Selected extract start

I'm still working on it. The fact that this is an "unsupported" feature and my desire to make a sufficiently high level api for ease of use coupled with my sporadic motivation and inspiration make for slow progress. It also seems that few people have useful input on this issue meaning that I am basically on my own for the most part. If you want to see what I have so far I keep my fork updated. There's still a lot to do and I haven't written docs or added an example yet so make of it what you will. https://github.com/imayhaveborkedit/discord.py

Feb 11 '19 22:02 imayhaveborkedit

Welp guess I am stuck on using my own server with mumble for my HamRadio Remote station.

Feb 12 '19 00:02 wgaylord

I see this fork is still getting regular updates.

You've mentioned a use-case, where it's possible to use a WaveSink to get raw PCM/Wav data. As it happens this is exactly the kind of thing I need.

Basically, my use-case is simply getting raw PCM data and passing it along to do some basic speech recognition (fwiw, a very basic speech-to-text bot for a deaf friend). I assume no audio mixing means there is no way to actually tell which packet comes from which user? Regardless, such a situation doesn't impact me greatly, since, assuming the (in my case, 2 or 3) users speak in a somewhat orderly fashion, my output would simply be the transcript of what has been said, no matter who said it. The only other thing needed in this case, for me, would be a way to detect when a user has stopped speaking so I can pass along the file/buffer without words being cut out. Ideally, this could be done by storing the audio data in a buffer, but writing to a file and using that as input would work fairly good, as well.

Selected extract end
Excerpted records start

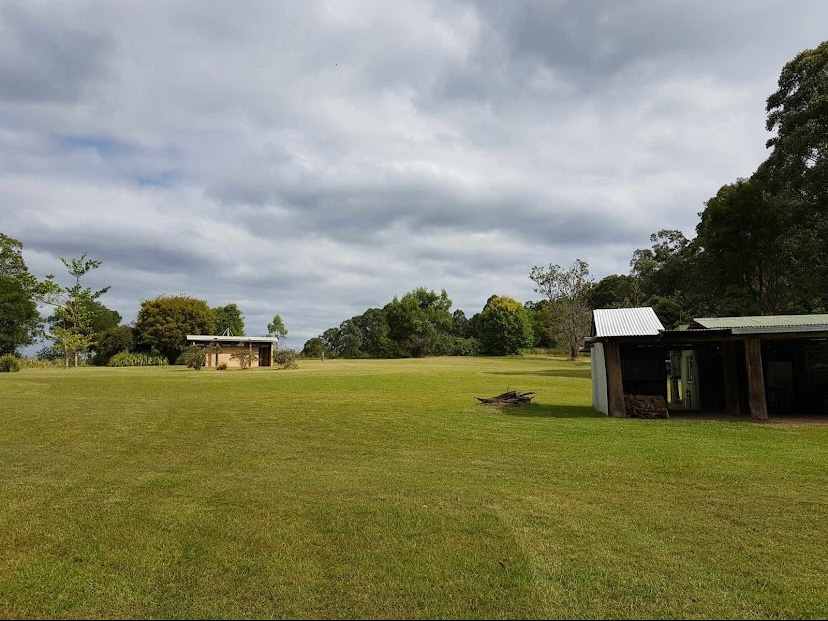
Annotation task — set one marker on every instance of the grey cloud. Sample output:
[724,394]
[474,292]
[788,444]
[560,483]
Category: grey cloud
[314,159]
[45,60]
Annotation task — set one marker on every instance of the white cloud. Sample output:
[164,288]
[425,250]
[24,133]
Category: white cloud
[317,158]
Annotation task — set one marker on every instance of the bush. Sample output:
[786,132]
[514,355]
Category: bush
[504,327]
[9,363]
[129,359]
[194,357]
[38,363]
[286,359]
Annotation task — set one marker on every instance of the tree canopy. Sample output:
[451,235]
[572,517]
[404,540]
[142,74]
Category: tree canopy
[164,322]
[229,317]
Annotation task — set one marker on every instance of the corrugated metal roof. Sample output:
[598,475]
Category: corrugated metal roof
[626,322]
[766,323]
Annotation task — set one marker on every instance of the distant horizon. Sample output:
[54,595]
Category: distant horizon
[315,159]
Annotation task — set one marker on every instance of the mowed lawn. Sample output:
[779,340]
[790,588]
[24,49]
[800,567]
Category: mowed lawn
[380,489]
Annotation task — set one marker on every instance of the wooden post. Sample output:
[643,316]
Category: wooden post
[615,381]
[733,406]
[756,379]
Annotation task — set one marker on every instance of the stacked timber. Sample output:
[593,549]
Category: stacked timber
[508,398]
[645,406]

Excerpted records end

• _Required actions_
1/ Rewrite the forum thread excerpt from "Feb 12 '19 00:02" to "thing I need.", swapping "WaveSink" for "PCMSink".
2/ Write the next part of the forum thread excerpt, picking up after its final sentence.

• _Expected outputs_
1/
Feb 12 '19 00:02 wgaylord

I see this fork is still getting regular updates.

You've mentioned a use-case, where it's possible to use a PCMSink to get raw PCM/Wav data. As it happens this is exactly the kind of thing I need.

2/
Would it be possible to share a minimal piece of code that exemplifies the use-case you described, or provide any hints for the direction I should take in my implementation of this use-case?

Mar 18 '19 18:03 Apfelin

Don't worry, that use case is probably one of the two major cases that I expect people to have. WaveSink is specifically for writing data to a wav file, the point being that the built in wave module takes care of writing all the headers and such. The data you get in the first place is already PCM, so unless whatever flow you have requires a file on the filesystem, you don't need that one.

When I mention "mixing" I'm referring to combining the various streams of user voice data into a single combined stream. This is a problem I haven't quite figured out how to do properly yet since discord doesn't seem to provide the required RTCP packets necessary to synchronize the streams. If I do come up with something and it ends up being too jank to be in the main lib I'm considering making some sort of ext.voice package on pypi. Anyways, these "streams" are per user (actually ssrc, which is just an id in the RTP spec, but are mapped to user ids), so the data you get will include a member object. The exact format of this I haven't decided on yet, so right now it's just sort of a payload blob object with the pcm, opus, and rtppacket object (mostly for my own convenience during development).

Delimiting speech segments is still something I don't quite know how to handle yet. I think this might be a problem I have to put onto the user since I don't see a good way to do it lib-side. In the example I'm writing for this I'm thinking about setting the pattern for doing so to use the priority speaking feature. Relying on speaking events and or arbitrary waiting periods does not sound reliable enough to use by default. Using priority speaking to indicate the segment of speech to be recognized/processed would be very convenient for both me since I don't need to do anything in the lib for it and for the user since being a PTT feature means if they mess it up it's their fault.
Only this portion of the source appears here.